INSTRUCTIONS TO FOLLOW
Present every line of the listing below as a Markdown table with the columns Row and Line, numbering each row and leaving out blank lines.

## Begin DATA EXCERPTS

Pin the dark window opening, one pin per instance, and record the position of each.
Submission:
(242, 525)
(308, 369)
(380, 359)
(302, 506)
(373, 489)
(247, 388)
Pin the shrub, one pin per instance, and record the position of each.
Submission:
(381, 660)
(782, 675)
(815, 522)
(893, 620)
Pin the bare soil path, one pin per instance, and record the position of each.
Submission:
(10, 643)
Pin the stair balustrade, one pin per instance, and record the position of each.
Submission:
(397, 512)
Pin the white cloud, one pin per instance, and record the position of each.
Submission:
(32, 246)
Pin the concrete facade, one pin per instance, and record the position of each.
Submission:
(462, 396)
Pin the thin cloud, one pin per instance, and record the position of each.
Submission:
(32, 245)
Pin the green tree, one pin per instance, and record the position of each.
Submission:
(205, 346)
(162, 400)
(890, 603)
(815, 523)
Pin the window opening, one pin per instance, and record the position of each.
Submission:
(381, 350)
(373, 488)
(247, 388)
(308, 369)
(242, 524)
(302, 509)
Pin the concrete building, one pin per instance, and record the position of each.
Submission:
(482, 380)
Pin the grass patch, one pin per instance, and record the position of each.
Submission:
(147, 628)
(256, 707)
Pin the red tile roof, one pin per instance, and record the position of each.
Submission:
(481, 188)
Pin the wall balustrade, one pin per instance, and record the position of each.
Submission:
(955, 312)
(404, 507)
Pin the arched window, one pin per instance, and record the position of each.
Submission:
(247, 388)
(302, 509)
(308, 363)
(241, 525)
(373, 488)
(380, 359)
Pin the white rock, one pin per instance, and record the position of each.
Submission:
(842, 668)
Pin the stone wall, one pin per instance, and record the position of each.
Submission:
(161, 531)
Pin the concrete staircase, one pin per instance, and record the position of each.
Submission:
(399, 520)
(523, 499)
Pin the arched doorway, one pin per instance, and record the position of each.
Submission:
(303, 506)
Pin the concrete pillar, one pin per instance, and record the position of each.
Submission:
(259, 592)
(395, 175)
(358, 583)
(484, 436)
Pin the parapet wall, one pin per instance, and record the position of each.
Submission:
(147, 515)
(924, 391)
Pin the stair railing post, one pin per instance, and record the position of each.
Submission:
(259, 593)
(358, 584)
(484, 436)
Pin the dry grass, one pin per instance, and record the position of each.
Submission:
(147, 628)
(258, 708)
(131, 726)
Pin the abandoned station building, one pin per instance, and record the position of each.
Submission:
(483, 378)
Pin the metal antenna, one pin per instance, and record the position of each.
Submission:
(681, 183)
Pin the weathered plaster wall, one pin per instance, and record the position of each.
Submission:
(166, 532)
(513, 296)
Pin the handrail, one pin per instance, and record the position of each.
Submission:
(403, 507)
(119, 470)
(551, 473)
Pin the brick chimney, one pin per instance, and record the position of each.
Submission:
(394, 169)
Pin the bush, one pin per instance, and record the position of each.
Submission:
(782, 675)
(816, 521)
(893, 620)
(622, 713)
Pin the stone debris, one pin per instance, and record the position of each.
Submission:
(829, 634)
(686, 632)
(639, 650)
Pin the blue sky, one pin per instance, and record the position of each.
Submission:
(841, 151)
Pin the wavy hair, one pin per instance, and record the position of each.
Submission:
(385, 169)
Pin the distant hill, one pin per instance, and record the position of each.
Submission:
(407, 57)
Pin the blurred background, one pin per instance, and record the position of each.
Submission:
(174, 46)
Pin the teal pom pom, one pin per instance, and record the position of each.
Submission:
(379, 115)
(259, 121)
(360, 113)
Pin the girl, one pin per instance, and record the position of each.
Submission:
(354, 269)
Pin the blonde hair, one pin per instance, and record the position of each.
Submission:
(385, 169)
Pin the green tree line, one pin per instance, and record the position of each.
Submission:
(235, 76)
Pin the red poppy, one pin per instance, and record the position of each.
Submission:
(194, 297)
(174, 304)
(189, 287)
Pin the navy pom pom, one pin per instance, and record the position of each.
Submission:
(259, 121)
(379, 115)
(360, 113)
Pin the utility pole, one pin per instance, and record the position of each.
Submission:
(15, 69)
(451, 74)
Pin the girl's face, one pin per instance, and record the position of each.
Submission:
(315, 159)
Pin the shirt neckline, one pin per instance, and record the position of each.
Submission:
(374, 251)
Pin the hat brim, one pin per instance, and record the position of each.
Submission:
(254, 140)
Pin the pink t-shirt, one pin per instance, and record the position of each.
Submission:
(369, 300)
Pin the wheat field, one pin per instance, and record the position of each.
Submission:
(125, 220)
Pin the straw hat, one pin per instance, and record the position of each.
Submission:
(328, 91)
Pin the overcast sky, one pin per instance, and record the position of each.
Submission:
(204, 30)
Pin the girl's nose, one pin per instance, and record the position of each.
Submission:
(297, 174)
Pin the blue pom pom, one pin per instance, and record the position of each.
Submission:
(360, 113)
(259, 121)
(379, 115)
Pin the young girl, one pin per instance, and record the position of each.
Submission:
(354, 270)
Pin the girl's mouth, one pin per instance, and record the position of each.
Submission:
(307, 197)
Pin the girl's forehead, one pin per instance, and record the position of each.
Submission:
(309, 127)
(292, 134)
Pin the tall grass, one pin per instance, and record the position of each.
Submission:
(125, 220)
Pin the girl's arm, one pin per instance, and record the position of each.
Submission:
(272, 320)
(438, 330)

## End DATA EXCERPTS

WORKED SOLUTION
| Row | Line |
|---|---|
| 1 | Pin the dark window opening, one pin per instance, and record the position of each. |
| 2 | Submission: |
| 3 | (242, 525) |
| 4 | (308, 369) |
| 5 | (380, 359) |
| 6 | (302, 506) |
| 7 | (373, 489) |
| 8 | (247, 388) |
| 9 | Pin the shrub, one pin per instance, and record the position of each. |
| 10 | Submission: |
| 11 | (381, 660) |
| 12 | (782, 675) |
| 13 | (815, 522) |
| 14 | (893, 620) |
| 15 | Pin the bare soil path, one pin per instance, and record the position of each. |
| 16 | Submission: |
| 17 | (10, 643) |
| 18 | Pin the stair balustrade, one pin per instance, and record the position of each. |
| 19 | Submission: |
| 20 | (397, 512) |
| 21 | Pin the white cloud, one pin per instance, and record the position of each. |
| 22 | Submission: |
| 23 | (32, 246) |
| 24 | Pin the concrete facade, one pin per instance, and record the position of each. |
| 25 | Submission: |
| 26 | (462, 396) |
| 27 | Pin the thin cloud, one pin per instance, and record the position of each. |
| 28 | Submission: |
| 29 | (32, 245) |
| 30 | Pin the green tree, one pin per instance, and record the position of each. |
| 31 | Submission: |
| 32 | (205, 346) |
| 33 | (162, 400) |
| 34 | (890, 603) |
| 35 | (815, 523) |
| 36 | Pin the window opening, one pin per instance, and record the position of each. |
| 37 | Submission: |
| 38 | (381, 350) |
| 39 | (373, 488) |
| 40 | (247, 388) |
| 41 | (308, 369) |
| 42 | (242, 524) |
| 43 | (302, 509) |
| 44 | Pin the concrete building, one pin per instance, and record the position of each. |
| 45 | Submission: |
| 46 | (482, 380) |
| 47 | Pin the grass patch, one pin per instance, and record the position of each. |
| 48 | Submission: |
| 49 | (147, 628) |
| 50 | (256, 707) |
| 51 | Pin the red tile roof, one pin per instance, and record the position of each. |
| 52 | Submission: |
| 53 | (481, 188) |
| 54 | Pin the wall balustrade, one pin per instance, and record the position of each. |
| 55 | Submission: |
| 56 | (955, 312) |
| 57 | (404, 507) |
| 58 | Pin the arched window, one pin per instance, and record the position of each. |
| 59 | Submission: |
| 60 | (247, 388) |
| 61 | (302, 509) |
| 62 | (308, 363) |
| 63 | (241, 525) |
| 64 | (373, 488) |
| 65 | (380, 359) |
| 66 | Pin the white rock, one pin per instance, and record the position of each. |
| 67 | Submission: |
| 68 | (842, 668) |
| 69 | Pin the stone wall, one pin per instance, and record the position of each. |
| 70 | Submission: |
| 71 | (161, 531) |
| 72 | Pin the concrete staircase, one pin per instance, and record the position of each. |
| 73 | Submission: |
| 74 | (399, 520) |
| 75 | (523, 499) |
| 76 | Pin the arched doorway, one pin per instance, and record the position of each. |
| 77 | Submission: |
| 78 | (303, 506) |
| 79 | Pin the concrete pillar, one pin per instance, and record the position of each. |
| 80 | Submission: |
| 81 | (259, 592) |
| 82 | (395, 175) |
| 83 | (358, 583) |
| 84 | (484, 436) |
| 85 | Pin the parapet wall, one pin per instance, and record the position of each. |
| 86 | Submission: |
| 87 | (147, 515) |
| 88 | (924, 391) |
| 89 | Pin the stair railing post, one pin per instance, and record the position of each. |
| 90 | Submission: |
| 91 | (259, 593) |
| 92 | (358, 584) |
| 93 | (484, 436) |
| 94 | Pin the dry grass, one pin per instance, and record the position of each. |
| 95 | Submission: |
| 96 | (147, 628) |
| 97 | (258, 708) |
| 98 | (131, 726) |
| 99 | Pin the abandoned station building, one pin per instance, and record the position of each. |
| 100 | Submission: |
| 101 | (483, 378) |
| 102 | Pin the metal antenna, one pin per instance, and record the position of each. |
| 103 | Submission: |
| 104 | (681, 183) |
| 105 | Pin the weathered plaster wall, one pin per instance, and record the position of each. |
| 106 | Submission: |
| 107 | (166, 532) |
| 108 | (513, 296) |
| 109 | Pin the handrail, one pin per instance, and record the position of each. |
| 110 | Submission: |
| 111 | (403, 507) |
| 112 | (119, 470) |
| 113 | (551, 473) |
| 114 | Pin the brick chimney, one pin per instance, and record the position of each. |
| 115 | Submission: |
| 116 | (394, 169) |
| 117 | Pin the bush, one pin per instance, and record the position of each. |
| 118 | Submission: |
| 119 | (782, 675) |
| 120 | (816, 521) |
| 121 | (893, 620) |
| 122 | (622, 713) |
| 123 | Pin the stone debris, one pin per instance, and record the position of each. |
| 124 | Submission: |
| 125 | (829, 634) |
| 126 | (686, 632) |
| 127 | (639, 650) |
| 128 | Pin the blue sky, one pin per instance, and record the position of each. |
| 129 | Submission: |
| 130 | (841, 151) |
| 131 | Pin the wavy hair, one pin per instance, and record the position of each. |
| 132 | Submission: |
| 133 | (385, 169) |
| 134 | Pin the distant hill, one pin per instance, and record the position of each. |
| 135 | Submission: |
| 136 | (407, 57) |
| 137 | Pin the blurred background, one pin per instance, and record the position of each. |
| 138 | Submission: |
| 139 | (174, 46) |
| 140 | Pin the teal pom pom, one pin per instance, and record the position of each. |
| 141 | Submission: |
| 142 | (379, 115) |
| 143 | (259, 121) |
| 144 | (360, 113) |
| 145 | Pin the girl, one pin per instance, and record the position of each. |
| 146 | Submission: |
| 147 | (354, 269) |
| 148 | Pin the blonde hair, one pin per instance, and record the position of each. |
| 149 | Submission: |
| 150 | (385, 169) |
| 151 | Pin the green tree line, one pin per instance, and record the position of each. |
| 152 | Submission: |
| 153 | (235, 76) |
| 154 | Pin the red poppy, one pin per instance, and record the position of each. |
| 155 | Submission: |
| 156 | (194, 297) |
| 157 | (174, 304) |
| 158 | (189, 287) |
| 159 | Pin the navy pom pom, one pin per instance, and record the position of each. |
| 160 | Submission: |
| 161 | (259, 121) |
| 162 | (379, 115) |
| 163 | (360, 113) |
| 164 | Pin the utility pole, one pin per instance, and record the position of each. |
| 165 | Submission: |
| 166 | (15, 69) |
| 167 | (451, 74) |
| 168 | Pin the girl's face, one pin per instance, and record the position of each. |
| 169 | Submission: |
| 170 | (315, 159) |
| 171 | Pin the shirt neckline, one pin per instance, and record the position of each. |
| 172 | Submission: |
| 173 | (374, 251) |
| 174 | Pin the hat brim, one pin per instance, and record the position of each. |
| 175 | Submission: |
| 176 | (254, 140) |
| 177 | Pin the pink t-shirt, one pin per instance, and record the position of each. |
| 178 | Submission: |
| 179 | (369, 300) |
| 180 | Pin the wheat field, one pin per instance, and record the position of each. |
| 181 | Submission: |
| 182 | (125, 220) |
| 183 | Pin the straw hat, one pin per instance, and record the position of each. |
| 184 | Submission: |
| 185 | (328, 91) |
| 186 | Pin the overcast sky, one pin per instance, and record the position of each. |
| 187 | Submission: |
| 188 | (204, 30) |
| 189 | Pin the girl's nose, one pin per instance, and record the position of each. |
| 190 | Submission: |
| 191 | (297, 174) |
| 192 | Pin the blue pom pom, one pin per instance, and record the position of each. |
| 193 | Submission: |
| 194 | (360, 113) |
| 195 | (259, 121) |
| 196 | (379, 115) |
| 197 | Pin the young girl, one pin per instance, and record the position of each. |
| 198 | Submission: |
| 199 | (354, 270) |
| 200 | Pin the girl's mouth, one pin per instance, and record the position of each. |
| 201 | Submission: |
| 202 | (307, 197) |
| 203 | Pin the girl's forehead, one pin per instance, and record the position of each. |
| 204 | Submission: |
| 205 | (309, 127) |
| 206 | (292, 134) |
| 207 | Pin the tall grass, one pin per instance, and record the position of each. |
| 208 | Submission: |
| 209 | (125, 220) |
| 210 | Pin the girl's arm, one pin per instance, and record the position of each. |
| 211 | Submission: |
| 212 | (272, 320) |
| 213 | (438, 330) |